• EXERCISE INSTRUCTIONS:
Give back the line below containing "x=47, y=109" and every later line, exactly.

• Records from a dataset:
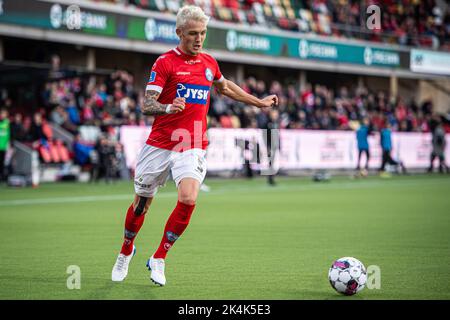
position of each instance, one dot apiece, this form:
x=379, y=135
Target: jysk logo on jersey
x=152, y=76
x=193, y=93
x=208, y=74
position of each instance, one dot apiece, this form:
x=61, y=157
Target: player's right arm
x=152, y=107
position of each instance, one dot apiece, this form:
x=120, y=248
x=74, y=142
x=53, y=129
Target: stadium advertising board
x=299, y=149
x=76, y=18
x=430, y=62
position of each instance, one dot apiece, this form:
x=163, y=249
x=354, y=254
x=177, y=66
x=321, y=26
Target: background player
x=386, y=146
x=178, y=95
x=362, y=137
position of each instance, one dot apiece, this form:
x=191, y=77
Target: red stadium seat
x=45, y=154
x=47, y=129
x=63, y=152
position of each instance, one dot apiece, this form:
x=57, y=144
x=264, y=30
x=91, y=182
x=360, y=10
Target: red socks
x=175, y=226
x=132, y=225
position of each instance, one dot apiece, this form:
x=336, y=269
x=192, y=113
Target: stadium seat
x=54, y=154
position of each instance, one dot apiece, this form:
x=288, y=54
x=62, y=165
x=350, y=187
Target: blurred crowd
x=318, y=107
x=406, y=22
x=105, y=103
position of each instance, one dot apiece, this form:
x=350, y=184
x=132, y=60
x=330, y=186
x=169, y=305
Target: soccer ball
x=347, y=276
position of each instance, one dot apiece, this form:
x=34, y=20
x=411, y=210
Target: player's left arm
x=233, y=91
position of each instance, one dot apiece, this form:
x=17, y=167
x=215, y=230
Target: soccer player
x=386, y=146
x=362, y=135
x=177, y=94
x=438, y=142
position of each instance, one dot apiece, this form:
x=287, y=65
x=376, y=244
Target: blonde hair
x=188, y=13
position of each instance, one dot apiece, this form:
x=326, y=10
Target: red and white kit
x=177, y=142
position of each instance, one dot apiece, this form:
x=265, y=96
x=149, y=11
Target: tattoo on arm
x=151, y=106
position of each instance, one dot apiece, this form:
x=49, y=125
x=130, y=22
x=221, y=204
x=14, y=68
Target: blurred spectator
x=438, y=143
x=17, y=129
x=4, y=141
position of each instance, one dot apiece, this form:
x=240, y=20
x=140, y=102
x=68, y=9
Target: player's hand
x=178, y=105
x=269, y=101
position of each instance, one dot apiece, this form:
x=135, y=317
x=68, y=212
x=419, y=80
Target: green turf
x=246, y=240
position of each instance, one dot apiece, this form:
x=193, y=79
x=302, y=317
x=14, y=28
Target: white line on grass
x=233, y=190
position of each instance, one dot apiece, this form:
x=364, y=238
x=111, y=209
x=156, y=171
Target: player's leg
x=188, y=171
x=152, y=170
x=359, y=158
x=384, y=160
x=134, y=221
x=432, y=158
x=367, y=159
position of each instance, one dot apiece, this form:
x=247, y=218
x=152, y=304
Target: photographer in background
x=4, y=141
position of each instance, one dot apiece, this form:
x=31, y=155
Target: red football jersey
x=176, y=74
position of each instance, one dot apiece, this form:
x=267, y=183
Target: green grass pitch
x=246, y=240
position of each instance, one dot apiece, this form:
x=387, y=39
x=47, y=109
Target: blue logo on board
x=193, y=93
x=208, y=74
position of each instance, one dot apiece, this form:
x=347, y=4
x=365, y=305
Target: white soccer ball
x=347, y=275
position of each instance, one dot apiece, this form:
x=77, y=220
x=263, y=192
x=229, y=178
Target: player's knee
x=141, y=206
x=188, y=198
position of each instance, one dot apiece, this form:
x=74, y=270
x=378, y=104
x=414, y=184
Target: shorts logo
x=208, y=74
x=193, y=93
x=152, y=76
x=172, y=237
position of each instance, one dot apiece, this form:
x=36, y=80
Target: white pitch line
x=234, y=190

• PROBLEM SOLUTION:
x=47, y=109
Target: blue logo on board
x=193, y=93
x=208, y=74
position of each instance, one dot apiece, this form:
x=347, y=4
x=365, y=305
Target: white soccer ball
x=347, y=275
position of each instance, one dot apiece, this form:
x=77, y=220
x=263, y=192
x=229, y=178
Target: player's knee
x=141, y=206
x=188, y=198
position of each instance, one dot apiece, this form:
x=74, y=270
x=378, y=104
x=414, y=184
Target: shorts logo
x=208, y=74
x=193, y=93
x=152, y=76
x=172, y=237
position of each instance, one dot apiece, this form:
x=36, y=80
Target: white pitch line
x=234, y=190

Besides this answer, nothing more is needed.